▶ _Work to complete_:
1. Can you return the stretch of the forum thread on belief from "If you're referring" through "bullsh*t about Yahweh."?
2. Could you take the forum thread on belief further, picking up right after its final line?

▶ _Extract provided_:
###

I'm not entirely sure what you mean by this. No one says we're here for _no_ reason, though it makes sense to say we're here for reasons that do not belong to an _agency_, to a will or wills. I don't know if there is an afterlife. But how is that more important than what is happening right now? Even if I feel or help another person feel a second of happiness, why does it not count if "nothing happens" afterward? It's not even the memory that counts, it's the moment itself. It existed. It was real. It was meaningful. And disparaging it on account of "nothing happened afterward" is purely manufactured discontent.



> Why bother.


You can ask that question of anything. The only way religion or theism gets around it is because "why bother" is met with "because I will hurt you if you don't."



> I would think about that thought till day I day, en-raged, weary, scared and alone. Fact is no one knows me like the one who made me.


Quarks, Leptons, and Bosons?



> And, you people act like millions are crazy and have the same delusional experiences as a million other people and we haven't seen many signs and wonders.:no


I don't see delusion or insanity. I see despair.


----------



## borsello0216

Quarks, Leptons, and Bosons?

What?
And, you people act like millions are crazy and have the same delusional experiences as a million other people and we haven't seen many signs and wonders.








I don't see delusion or insanity. I see despair.

How could signs and wonders, miracles and visions, seeing his hand work, protect you, bring from the brink of death, let be scared to death and come back the Almighty God, and thank him for dying for my sin and thank you for providing my NEEDS always no matter what I have done, but to allow me to Reap what I sew as some would call karma "small k" where God is a "big G". Even as a Christian we would know we sin, but look and say if we continue in our sin do we really fully believe. If believed fully we would follow fully for the alternative being Hell. So when we sin quickly stop and repent not continue. God created us, he decided what sin is and is not. You can change the rules if you like, BUT God wrote the very first Book ever written and it would be your own fault for reading every book ever made for knowledge rather than the book that tell of our beginnings. Why atumatically assume it is a lie? Because the truth is we believe what is says that we are sinners and we should No man as the bible says.


----------



## albrecht

borsello0216 said:


> Quarks, Leptons, and Bosons?
> 
> What?


The "building blocks" of matter.



> How could signs and wonders, miracles and visions, seeing his hand work, protect you, bring from the brink of death, let be scared to death and come back the Almighty God, and thank him for dying for my sin and thank you for providing my NEEDS always no matter what I have done, but to allow me to Reap what I sew as some would call karma "small k" where God is a "big G". [/quote
> 
> I'm not trying to be rude, but that made no sense.
> 
> [quote[
> Even as a Christian we would know we sin, but look and say if we continue in our sin do we really fully believe. If believed fully we would follow fully for the alternative being Hell. So when we sin quickly stop and repent not continue.


We know morality. "Sin" is a Christian concept which has nothing to do with morality, but only to do with not doing what Christians think is God's will. In practice, sin means not doing what Christians want.



> God created us, he decided what sin is and is not.


Prove it.



> You can change the rules if you like, BUT God wrote the very first Book ever written and it would be your own fault for reading every book ever made for knowledge rather than the book that tell of our beginnings.


If you're referring to the Bible, it was not at all the first book ever written. Books were being written long before anyone ever bothered to put pen to paper to write down their bullsh*t about Yahweh.



> Why atumatically assume it is a lie?

###

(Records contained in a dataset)
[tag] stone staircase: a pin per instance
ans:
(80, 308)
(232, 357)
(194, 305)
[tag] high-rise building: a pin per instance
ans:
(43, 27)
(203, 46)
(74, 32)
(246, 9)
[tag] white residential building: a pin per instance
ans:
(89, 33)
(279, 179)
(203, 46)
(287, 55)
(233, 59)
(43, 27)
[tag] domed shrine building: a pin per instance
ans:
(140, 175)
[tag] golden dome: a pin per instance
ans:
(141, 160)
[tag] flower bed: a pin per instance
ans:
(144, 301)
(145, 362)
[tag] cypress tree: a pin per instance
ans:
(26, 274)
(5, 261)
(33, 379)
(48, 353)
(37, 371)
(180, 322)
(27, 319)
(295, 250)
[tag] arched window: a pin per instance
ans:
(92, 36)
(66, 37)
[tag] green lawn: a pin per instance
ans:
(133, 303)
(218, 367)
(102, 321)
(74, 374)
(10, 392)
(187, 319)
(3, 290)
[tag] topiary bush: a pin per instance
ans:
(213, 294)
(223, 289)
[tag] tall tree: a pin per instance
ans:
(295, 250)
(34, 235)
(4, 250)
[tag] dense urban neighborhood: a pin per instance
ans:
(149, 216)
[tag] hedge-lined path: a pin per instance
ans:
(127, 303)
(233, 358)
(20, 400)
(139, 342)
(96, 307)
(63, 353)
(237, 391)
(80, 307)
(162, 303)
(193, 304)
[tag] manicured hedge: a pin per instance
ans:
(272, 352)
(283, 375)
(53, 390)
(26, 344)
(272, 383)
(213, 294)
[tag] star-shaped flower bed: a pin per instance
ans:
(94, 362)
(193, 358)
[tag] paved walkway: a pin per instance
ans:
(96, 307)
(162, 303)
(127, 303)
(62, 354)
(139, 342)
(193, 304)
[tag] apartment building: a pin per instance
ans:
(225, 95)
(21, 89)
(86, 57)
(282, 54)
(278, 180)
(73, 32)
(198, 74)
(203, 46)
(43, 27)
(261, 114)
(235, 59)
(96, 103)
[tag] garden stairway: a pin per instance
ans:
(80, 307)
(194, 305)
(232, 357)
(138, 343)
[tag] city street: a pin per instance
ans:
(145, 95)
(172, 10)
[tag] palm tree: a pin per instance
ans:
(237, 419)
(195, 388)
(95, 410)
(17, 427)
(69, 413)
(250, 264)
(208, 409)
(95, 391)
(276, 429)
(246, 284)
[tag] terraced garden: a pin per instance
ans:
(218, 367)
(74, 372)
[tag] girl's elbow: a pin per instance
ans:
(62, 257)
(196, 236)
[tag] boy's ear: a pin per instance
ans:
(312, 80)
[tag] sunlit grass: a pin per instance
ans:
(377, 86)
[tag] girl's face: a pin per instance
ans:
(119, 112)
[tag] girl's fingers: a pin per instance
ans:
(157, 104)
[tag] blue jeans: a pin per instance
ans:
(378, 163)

###

▶ _Results in order_:
1.
If you're referring to the Bible, it was not at all the first book ever written. Books were being written long before anyone ever bothered to put pen to paper to write down their bullsh*t about Yahweh.

2.
I don't automatically assume it is a lie. I have good reason to believe it is a lie because the evidence indicates that it is.



> Because the truth is we believe what is says that we are sinners and we should No man as the bible says.


I don't understand what you mean here.


----------



## Ashley1990

I am religious n i feel more depressed..thats nothing to do with God..its him more responsible for my depression..


----------



## borsello0216

Because the truth is we believe what is says that we are sinners and we should No man as the bible says. 

I am sorry it should say The bible says trust no man but what I am saying we agree here with the bible and claim it as our thought. As far as saying the first book written, you know what I mean. There is no other book ever written like it and trust me I understand you point of view because I know what it takes to be able to "see" as the bible refers to "I once was blind but know I see", a metaphor inside of a parable in which Jesus's teaching and words are the ONLY parables of the bible, (refering to another discussion I have had on other threads).


----------



## CourtneyB

borsello0216 said:


> Because the truth is we believe what is says that we are sinners and we should No man as the bible says.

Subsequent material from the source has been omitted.